━━━━━ Material provided ━━━━━

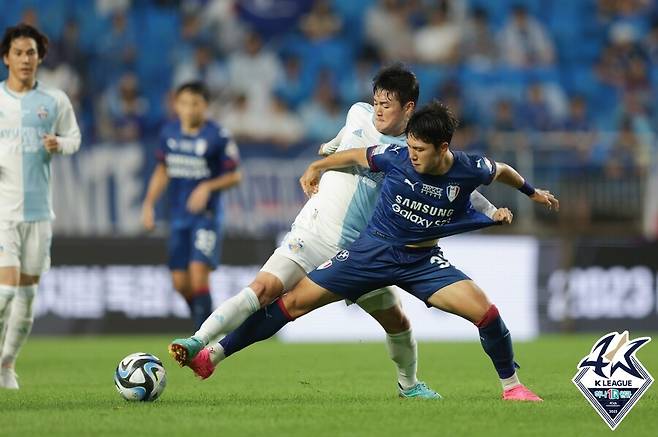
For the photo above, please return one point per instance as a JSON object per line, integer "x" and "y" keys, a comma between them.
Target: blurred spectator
{"x": 321, "y": 22}
{"x": 293, "y": 86}
{"x": 650, "y": 43}
{"x": 254, "y": 71}
{"x": 356, "y": 83}
{"x": 277, "y": 125}
{"x": 387, "y": 28}
{"x": 122, "y": 111}
{"x": 627, "y": 156}
{"x": 535, "y": 111}
{"x": 524, "y": 42}
{"x": 478, "y": 45}
{"x": 220, "y": 20}
{"x": 323, "y": 116}
{"x": 116, "y": 50}
{"x": 438, "y": 40}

━━━━━

#### [Task details]
Update the lines above by replacing "blurred spectator" with "out-of-focus onlooker" and keeping everything else the same, and leave the picture out of your answer.

#### [Solution to this task]
For the photo above, please return one point per instance as a JSON object per line, integer "x" and "y" keys, a comma between them.
Target: out-of-focus onlooker
{"x": 321, "y": 22}
{"x": 293, "y": 86}
{"x": 650, "y": 43}
{"x": 254, "y": 71}
{"x": 356, "y": 83}
{"x": 277, "y": 125}
{"x": 387, "y": 28}
{"x": 122, "y": 111}
{"x": 627, "y": 156}
{"x": 535, "y": 111}
{"x": 524, "y": 42}
{"x": 478, "y": 45}
{"x": 220, "y": 20}
{"x": 323, "y": 116}
{"x": 116, "y": 50}
{"x": 438, "y": 40}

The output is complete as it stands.